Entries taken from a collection
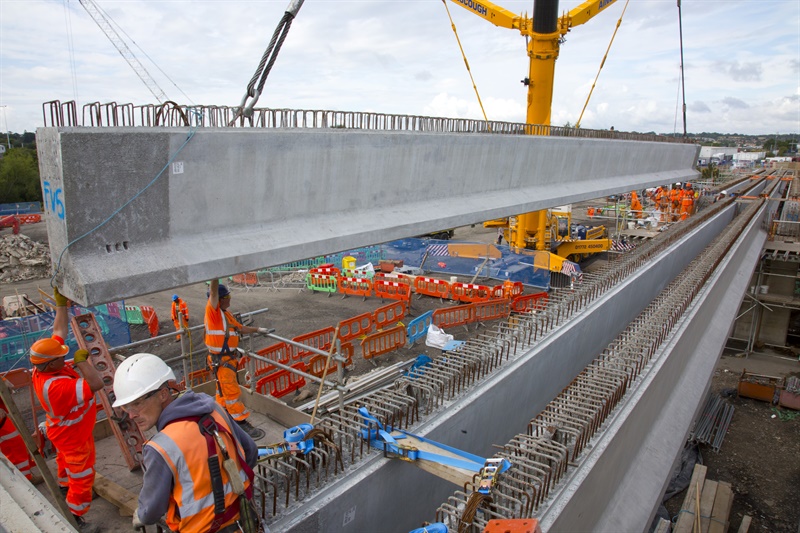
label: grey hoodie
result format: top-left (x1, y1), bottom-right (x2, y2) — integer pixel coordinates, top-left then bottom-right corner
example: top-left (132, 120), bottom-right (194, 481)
top-left (138, 391), bottom-right (258, 524)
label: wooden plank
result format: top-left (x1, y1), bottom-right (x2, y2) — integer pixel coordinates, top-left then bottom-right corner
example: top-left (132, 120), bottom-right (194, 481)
top-left (738, 515), bottom-right (752, 533)
top-left (700, 480), bottom-right (718, 532)
top-left (94, 472), bottom-right (139, 516)
top-left (653, 518), bottom-right (672, 533)
top-left (672, 464), bottom-right (708, 533)
top-left (708, 481), bottom-right (733, 533)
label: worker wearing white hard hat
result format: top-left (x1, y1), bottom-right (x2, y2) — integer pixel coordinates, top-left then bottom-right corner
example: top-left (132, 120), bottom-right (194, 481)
top-left (113, 353), bottom-right (258, 533)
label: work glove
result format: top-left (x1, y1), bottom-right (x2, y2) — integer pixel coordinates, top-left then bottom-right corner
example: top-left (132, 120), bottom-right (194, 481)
top-left (73, 350), bottom-right (89, 365)
top-left (131, 507), bottom-right (144, 531)
top-left (53, 287), bottom-right (69, 307)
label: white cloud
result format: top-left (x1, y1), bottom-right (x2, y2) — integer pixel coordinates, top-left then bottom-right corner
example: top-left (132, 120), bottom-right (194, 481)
top-left (0, 0), bottom-right (800, 133)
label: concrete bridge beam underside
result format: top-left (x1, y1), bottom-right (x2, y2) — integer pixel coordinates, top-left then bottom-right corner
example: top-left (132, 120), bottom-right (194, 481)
top-left (37, 128), bottom-right (699, 305)
top-left (274, 206), bottom-right (736, 533)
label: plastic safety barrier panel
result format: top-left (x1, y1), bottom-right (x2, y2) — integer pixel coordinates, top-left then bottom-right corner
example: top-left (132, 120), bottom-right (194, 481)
top-left (511, 291), bottom-right (547, 313)
top-left (139, 305), bottom-right (158, 337)
top-left (372, 302), bottom-right (406, 329)
top-left (338, 276), bottom-right (372, 298)
top-left (256, 361), bottom-right (306, 398)
top-left (406, 310), bottom-right (433, 346)
top-left (361, 326), bottom-right (406, 359)
top-left (472, 299), bottom-right (511, 322)
top-left (308, 342), bottom-right (355, 378)
top-left (231, 272), bottom-right (258, 287)
top-left (433, 304), bottom-right (472, 329)
top-left (292, 326), bottom-right (336, 360)
top-left (308, 264), bottom-right (342, 276)
top-left (492, 281), bottom-right (525, 299)
top-left (414, 276), bottom-right (450, 298)
top-left (450, 282), bottom-right (492, 302)
top-left (339, 313), bottom-right (373, 341)
top-left (306, 273), bottom-right (338, 292)
top-left (373, 279), bottom-right (411, 302)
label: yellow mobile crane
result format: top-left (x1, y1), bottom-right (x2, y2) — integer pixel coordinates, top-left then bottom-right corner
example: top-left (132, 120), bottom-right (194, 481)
top-left (450, 0), bottom-right (616, 266)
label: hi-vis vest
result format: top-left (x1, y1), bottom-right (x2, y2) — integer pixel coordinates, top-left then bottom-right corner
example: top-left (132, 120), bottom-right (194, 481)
top-left (31, 366), bottom-right (97, 442)
top-left (205, 304), bottom-right (242, 355)
top-left (146, 406), bottom-right (250, 533)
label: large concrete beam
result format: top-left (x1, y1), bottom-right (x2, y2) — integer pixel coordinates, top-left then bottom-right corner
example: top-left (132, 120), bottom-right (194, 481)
top-left (37, 128), bottom-right (699, 305)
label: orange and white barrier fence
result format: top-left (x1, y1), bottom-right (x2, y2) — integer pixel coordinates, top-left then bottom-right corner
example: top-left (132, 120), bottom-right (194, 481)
top-left (361, 326), bottom-right (406, 359)
top-left (372, 302), bottom-right (406, 329)
top-left (414, 276), bottom-right (450, 298)
top-left (450, 282), bottom-right (492, 302)
top-left (373, 279), bottom-right (411, 302)
top-left (338, 276), bottom-right (372, 298)
top-left (433, 304), bottom-right (472, 329)
top-left (308, 342), bottom-right (355, 378)
top-left (292, 326), bottom-right (336, 361)
top-left (339, 313), bottom-right (373, 341)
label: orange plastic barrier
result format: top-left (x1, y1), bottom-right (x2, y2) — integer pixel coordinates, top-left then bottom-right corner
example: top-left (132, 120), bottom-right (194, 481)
top-left (183, 368), bottom-right (213, 388)
top-left (433, 304), bottom-right (473, 329)
top-left (450, 282), bottom-right (492, 302)
top-left (308, 263), bottom-right (342, 276)
top-left (373, 279), bottom-right (411, 302)
top-left (306, 273), bottom-right (338, 292)
top-left (339, 313), bottom-right (372, 341)
top-left (338, 276), bottom-right (372, 298)
top-left (292, 326), bottom-right (336, 360)
top-left (255, 342), bottom-right (293, 377)
top-left (231, 272), bottom-right (258, 287)
top-left (372, 302), bottom-right (406, 329)
top-left (139, 305), bottom-right (158, 337)
top-left (308, 342), bottom-right (355, 378)
top-left (414, 276), bottom-right (450, 298)
top-left (256, 361), bottom-right (306, 398)
top-left (361, 326), bottom-right (406, 359)
top-left (492, 280), bottom-right (525, 299)
top-left (472, 298), bottom-right (511, 322)
top-left (511, 292), bottom-right (547, 313)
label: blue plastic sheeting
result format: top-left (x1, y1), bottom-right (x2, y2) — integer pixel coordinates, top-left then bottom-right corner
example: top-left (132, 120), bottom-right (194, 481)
top-left (0, 302), bottom-right (131, 372)
top-left (0, 202), bottom-right (42, 216)
top-left (383, 238), bottom-right (550, 290)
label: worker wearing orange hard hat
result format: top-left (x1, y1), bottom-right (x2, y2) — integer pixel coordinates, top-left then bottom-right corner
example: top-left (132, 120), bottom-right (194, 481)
top-left (172, 294), bottom-right (189, 342)
top-left (30, 289), bottom-right (103, 532)
top-left (0, 396), bottom-right (34, 481)
top-left (204, 279), bottom-right (269, 440)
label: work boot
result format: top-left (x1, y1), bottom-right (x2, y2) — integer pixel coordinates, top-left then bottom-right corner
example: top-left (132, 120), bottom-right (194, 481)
top-left (72, 515), bottom-right (100, 533)
top-left (237, 420), bottom-right (266, 440)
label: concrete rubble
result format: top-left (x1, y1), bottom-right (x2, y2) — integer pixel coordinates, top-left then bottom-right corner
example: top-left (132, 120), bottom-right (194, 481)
top-left (0, 233), bottom-right (50, 282)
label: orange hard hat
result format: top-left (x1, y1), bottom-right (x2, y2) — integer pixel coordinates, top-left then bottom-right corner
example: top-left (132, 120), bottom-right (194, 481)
top-left (30, 338), bottom-right (69, 365)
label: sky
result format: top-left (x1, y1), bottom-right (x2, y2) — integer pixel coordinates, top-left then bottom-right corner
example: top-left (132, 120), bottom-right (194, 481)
top-left (0, 0), bottom-right (800, 135)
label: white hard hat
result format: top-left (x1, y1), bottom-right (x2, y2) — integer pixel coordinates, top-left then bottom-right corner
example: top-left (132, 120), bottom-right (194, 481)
top-left (111, 353), bottom-right (175, 407)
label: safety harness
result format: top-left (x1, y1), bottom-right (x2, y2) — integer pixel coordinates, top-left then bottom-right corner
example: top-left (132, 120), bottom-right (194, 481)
top-left (170, 414), bottom-right (255, 533)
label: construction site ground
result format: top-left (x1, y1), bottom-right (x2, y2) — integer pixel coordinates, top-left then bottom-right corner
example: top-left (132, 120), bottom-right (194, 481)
top-left (0, 218), bottom-right (800, 533)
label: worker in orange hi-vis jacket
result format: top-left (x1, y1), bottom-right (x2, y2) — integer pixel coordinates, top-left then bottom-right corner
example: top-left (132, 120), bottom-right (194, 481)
top-left (30, 289), bottom-right (103, 533)
top-left (204, 279), bottom-right (269, 440)
top-left (0, 399), bottom-right (34, 481)
top-left (172, 294), bottom-right (189, 342)
top-left (631, 191), bottom-right (642, 218)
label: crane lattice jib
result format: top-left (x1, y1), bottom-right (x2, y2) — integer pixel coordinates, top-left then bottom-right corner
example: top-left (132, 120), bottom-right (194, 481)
top-left (78, 0), bottom-right (169, 102)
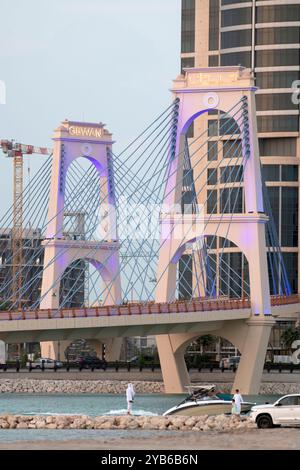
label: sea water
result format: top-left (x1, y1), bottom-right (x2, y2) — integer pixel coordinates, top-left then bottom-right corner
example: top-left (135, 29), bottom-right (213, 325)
top-left (0, 393), bottom-right (278, 442)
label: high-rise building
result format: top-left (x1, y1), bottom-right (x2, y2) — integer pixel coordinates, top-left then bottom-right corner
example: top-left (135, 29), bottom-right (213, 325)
top-left (181, 0), bottom-right (300, 352)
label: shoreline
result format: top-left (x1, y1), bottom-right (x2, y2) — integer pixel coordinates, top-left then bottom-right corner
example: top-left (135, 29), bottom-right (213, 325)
top-left (0, 414), bottom-right (256, 432)
top-left (0, 377), bottom-right (300, 395)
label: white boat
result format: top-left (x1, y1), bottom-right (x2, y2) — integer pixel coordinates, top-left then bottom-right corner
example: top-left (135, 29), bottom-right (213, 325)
top-left (163, 384), bottom-right (255, 416)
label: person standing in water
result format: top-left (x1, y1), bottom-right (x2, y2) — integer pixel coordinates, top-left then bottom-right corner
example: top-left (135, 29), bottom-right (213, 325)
top-left (126, 383), bottom-right (135, 415)
top-left (233, 389), bottom-right (244, 415)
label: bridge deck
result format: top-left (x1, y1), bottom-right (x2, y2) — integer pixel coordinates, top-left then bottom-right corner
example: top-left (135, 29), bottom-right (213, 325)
top-left (0, 295), bottom-right (300, 321)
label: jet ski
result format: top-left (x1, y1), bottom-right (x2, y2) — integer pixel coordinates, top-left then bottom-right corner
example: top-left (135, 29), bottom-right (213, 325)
top-left (163, 384), bottom-right (256, 416)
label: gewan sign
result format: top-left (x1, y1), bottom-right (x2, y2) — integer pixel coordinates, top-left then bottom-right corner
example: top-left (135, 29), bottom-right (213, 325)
top-left (69, 126), bottom-right (103, 138)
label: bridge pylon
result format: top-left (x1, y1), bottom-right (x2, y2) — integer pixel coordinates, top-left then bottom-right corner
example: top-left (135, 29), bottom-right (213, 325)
top-left (156, 67), bottom-right (274, 393)
top-left (40, 120), bottom-right (121, 359)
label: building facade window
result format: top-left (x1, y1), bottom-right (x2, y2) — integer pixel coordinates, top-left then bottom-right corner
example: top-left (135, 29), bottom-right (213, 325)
top-left (181, 0), bottom-right (196, 53)
top-left (257, 116), bottom-right (299, 132)
top-left (255, 27), bottom-right (300, 46)
top-left (221, 51), bottom-right (251, 68)
top-left (255, 70), bottom-right (300, 88)
top-left (223, 140), bottom-right (242, 158)
top-left (262, 165), bottom-right (280, 181)
top-left (220, 188), bottom-right (243, 214)
top-left (207, 142), bottom-right (218, 162)
top-left (267, 187), bottom-right (280, 234)
top-left (207, 168), bottom-right (218, 185)
top-left (209, 0), bottom-right (220, 51)
top-left (281, 187), bottom-right (299, 247)
top-left (256, 4), bottom-right (300, 23)
top-left (178, 255), bottom-right (193, 300)
top-left (206, 189), bottom-right (218, 214)
top-left (255, 49), bottom-right (299, 67)
top-left (256, 93), bottom-right (299, 111)
top-left (208, 55), bottom-right (219, 67)
top-left (221, 29), bottom-right (252, 49)
top-left (221, 0), bottom-right (249, 5)
top-left (258, 137), bottom-right (297, 157)
top-left (281, 165), bottom-right (299, 182)
top-left (282, 253), bottom-right (298, 294)
top-left (221, 165), bottom-right (243, 184)
top-left (181, 57), bottom-right (195, 73)
top-left (221, 7), bottom-right (252, 28)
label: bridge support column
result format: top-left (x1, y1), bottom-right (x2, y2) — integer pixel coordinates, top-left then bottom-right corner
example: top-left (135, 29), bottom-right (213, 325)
top-left (156, 335), bottom-right (190, 393)
top-left (232, 318), bottom-right (275, 395)
top-left (103, 338), bottom-right (123, 362)
top-left (40, 341), bottom-right (70, 361)
top-left (88, 338), bottom-right (123, 362)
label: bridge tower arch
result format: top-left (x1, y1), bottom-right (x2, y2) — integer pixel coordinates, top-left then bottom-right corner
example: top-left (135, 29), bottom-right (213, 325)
top-left (156, 67), bottom-right (274, 393)
top-left (40, 120), bottom-right (121, 358)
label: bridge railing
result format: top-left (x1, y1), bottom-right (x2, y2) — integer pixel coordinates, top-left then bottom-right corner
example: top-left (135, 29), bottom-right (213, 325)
top-left (0, 299), bottom-right (251, 321)
top-left (0, 294), bottom-right (300, 321)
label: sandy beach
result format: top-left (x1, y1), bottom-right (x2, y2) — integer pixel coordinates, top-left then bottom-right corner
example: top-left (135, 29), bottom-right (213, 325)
top-left (0, 428), bottom-right (300, 450)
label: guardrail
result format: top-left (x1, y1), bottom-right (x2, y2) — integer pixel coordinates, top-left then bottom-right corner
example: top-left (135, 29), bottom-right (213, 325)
top-left (0, 295), bottom-right (300, 321)
top-left (0, 299), bottom-right (251, 321)
top-left (0, 361), bottom-right (300, 374)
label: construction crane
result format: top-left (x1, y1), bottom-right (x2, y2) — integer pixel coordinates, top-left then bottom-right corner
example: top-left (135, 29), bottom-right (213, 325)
top-left (0, 140), bottom-right (53, 308)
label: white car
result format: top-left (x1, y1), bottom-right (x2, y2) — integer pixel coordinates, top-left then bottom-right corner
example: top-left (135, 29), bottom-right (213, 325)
top-left (26, 357), bottom-right (63, 369)
top-left (250, 394), bottom-right (300, 429)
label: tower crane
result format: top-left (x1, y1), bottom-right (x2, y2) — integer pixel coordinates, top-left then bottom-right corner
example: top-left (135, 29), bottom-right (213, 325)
top-left (0, 140), bottom-right (53, 308)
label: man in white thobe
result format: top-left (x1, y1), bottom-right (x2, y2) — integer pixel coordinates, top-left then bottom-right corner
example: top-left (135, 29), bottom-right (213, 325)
top-left (233, 389), bottom-right (244, 415)
top-left (126, 384), bottom-right (135, 415)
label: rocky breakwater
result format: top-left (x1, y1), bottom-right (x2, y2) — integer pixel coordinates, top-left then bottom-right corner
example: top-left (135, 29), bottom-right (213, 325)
top-left (0, 415), bottom-right (256, 432)
top-left (0, 379), bottom-right (164, 394)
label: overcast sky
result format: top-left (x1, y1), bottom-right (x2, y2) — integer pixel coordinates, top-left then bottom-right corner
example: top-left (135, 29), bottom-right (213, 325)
top-left (0, 0), bottom-right (181, 213)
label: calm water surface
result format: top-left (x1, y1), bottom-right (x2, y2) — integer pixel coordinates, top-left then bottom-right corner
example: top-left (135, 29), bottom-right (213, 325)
top-left (0, 393), bottom-right (278, 442)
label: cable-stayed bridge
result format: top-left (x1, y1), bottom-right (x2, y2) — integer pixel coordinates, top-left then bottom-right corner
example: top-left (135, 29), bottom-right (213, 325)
top-left (0, 67), bottom-right (300, 393)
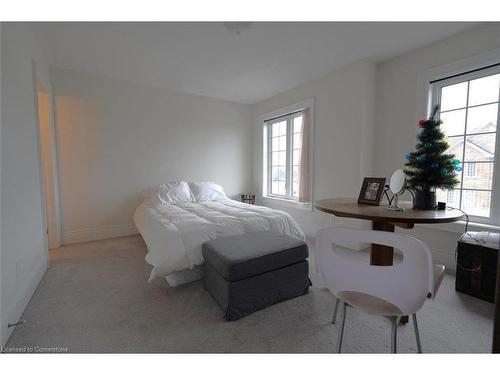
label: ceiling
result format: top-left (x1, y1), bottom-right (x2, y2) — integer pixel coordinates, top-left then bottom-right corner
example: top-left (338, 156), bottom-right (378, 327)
top-left (35, 22), bottom-right (475, 103)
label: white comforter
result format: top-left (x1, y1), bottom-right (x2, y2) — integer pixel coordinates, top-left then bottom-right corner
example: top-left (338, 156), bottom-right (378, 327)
top-left (134, 199), bottom-right (304, 280)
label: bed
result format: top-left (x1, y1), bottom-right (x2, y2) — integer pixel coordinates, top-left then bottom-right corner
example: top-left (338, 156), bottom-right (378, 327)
top-left (134, 181), bottom-right (304, 286)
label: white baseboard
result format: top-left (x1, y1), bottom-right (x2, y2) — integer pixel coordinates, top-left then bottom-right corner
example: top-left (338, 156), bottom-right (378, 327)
top-left (62, 224), bottom-right (138, 245)
top-left (0, 259), bottom-right (47, 347)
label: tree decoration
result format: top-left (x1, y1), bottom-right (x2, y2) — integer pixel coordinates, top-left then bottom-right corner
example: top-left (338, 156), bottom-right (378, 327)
top-left (405, 106), bottom-right (461, 210)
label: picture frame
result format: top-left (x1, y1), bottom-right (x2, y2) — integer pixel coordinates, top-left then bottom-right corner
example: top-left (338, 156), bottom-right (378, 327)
top-left (358, 177), bottom-right (385, 206)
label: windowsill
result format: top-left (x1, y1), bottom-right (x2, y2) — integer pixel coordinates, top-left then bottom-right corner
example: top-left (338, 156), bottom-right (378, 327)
top-left (417, 221), bottom-right (500, 233)
top-left (262, 196), bottom-right (312, 211)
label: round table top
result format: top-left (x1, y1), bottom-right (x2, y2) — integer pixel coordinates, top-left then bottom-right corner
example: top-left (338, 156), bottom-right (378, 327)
top-left (314, 198), bottom-right (464, 224)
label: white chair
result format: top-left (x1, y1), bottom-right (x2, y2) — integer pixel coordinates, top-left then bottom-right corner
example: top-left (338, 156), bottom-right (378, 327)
top-left (316, 227), bottom-right (444, 353)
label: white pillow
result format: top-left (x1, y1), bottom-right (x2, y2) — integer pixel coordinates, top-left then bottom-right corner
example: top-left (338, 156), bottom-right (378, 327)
top-left (189, 182), bottom-right (227, 202)
top-left (145, 181), bottom-right (194, 206)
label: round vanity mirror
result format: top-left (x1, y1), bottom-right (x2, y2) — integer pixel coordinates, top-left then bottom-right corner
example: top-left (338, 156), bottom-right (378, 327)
top-left (389, 169), bottom-right (406, 194)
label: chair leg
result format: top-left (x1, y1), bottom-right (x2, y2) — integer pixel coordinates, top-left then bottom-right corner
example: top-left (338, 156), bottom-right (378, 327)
top-left (337, 300), bottom-right (347, 353)
top-left (391, 316), bottom-right (401, 353)
top-left (411, 313), bottom-right (422, 353)
top-left (332, 298), bottom-right (339, 324)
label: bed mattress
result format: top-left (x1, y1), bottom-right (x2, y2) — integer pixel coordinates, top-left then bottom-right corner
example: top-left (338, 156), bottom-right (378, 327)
top-left (134, 199), bottom-right (304, 281)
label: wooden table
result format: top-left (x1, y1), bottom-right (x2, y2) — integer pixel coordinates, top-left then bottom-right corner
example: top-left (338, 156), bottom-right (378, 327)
top-left (314, 198), bottom-right (464, 266)
top-left (314, 198), bottom-right (464, 324)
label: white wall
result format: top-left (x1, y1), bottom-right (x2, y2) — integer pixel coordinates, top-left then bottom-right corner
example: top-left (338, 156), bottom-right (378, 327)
top-left (0, 24), bottom-right (48, 345)
top-left (51, 68), bottom-right (252, 243)
top-left (375, 23), bottom-right (500, 269)
top-left (253, 62), bottom-right (375, 236)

GOAL: Please copy out, word for word, the part of the listing that opens with the line containing "label: blue plastic sheeting" and closes with the line containing "top-left (0, 0), bottom-right (800, 135)", keeping both of those lines.

RESPONSE TO THE EXERCISE:
label: blue plastic sheeting
result format: top-left (x1, y1), bottom-right (x2, y2) — integer pixel coordinates, top-left then bottom-right corner
example: top-left (132, 120), bottom-right (194, 481)
top-left (0, 302), bottom-right (131, 372)
top-left (0, 202), bottom-right (42, 216)
top-left (383, 238), bottom-right (550, 290)
label: worker wearing orange hard hat
result format: top-left (x1, y1), bottom-right (x2, y2) — integer pixel coordinates, top-left then bottom-right corner
example: top-left (132, 120), bottom-right (194, 481)
top-left (172, 294), bottom-right (189, 342)
top-left (30, 289), bottom-right (103, 532)
top-left (0, 396), bottom-right (34, 481)
top-left (204, 279), bottom-right (269, 440)
label: work boot
result format: top-left (x1, y1), bottom-right (x2, y2) — integer pixel coordinates, top-left then bottom-right corner
example: top-left (132, 120), bottom-right (194, 481)
top-left (72, 515), bottom-right (100, 533)
top-left (237, 420), bottom-right (266, 440)
label: concrete rubble
result format: top-left (x1, y1), bottom-right (x2, y2) — integer pixel coordinates, top-left then bottom-right corner
example: top-left (132, 120), bottom-right (194, 481)
top-left (0, 233), bottom-right (50, 282)
label: orange hard hat
result format: top-left (x1, y1), bottom-right (x2, y2) — integer pixel coordinates, top-left then bottom-right corner
example: top-left (132, 120), bottom-right (194, 481)
top-left (30, 338), bottom-right (69, 365)
label: sky
result format: top-left (x1, y1), bottom-right (x2, y2) — integer pixel coordinates, top-left then bottom-right corner
example: top-left (132, 120), bottom-right (194, 481)
top-left (0, 0), bottom-right (800, 135)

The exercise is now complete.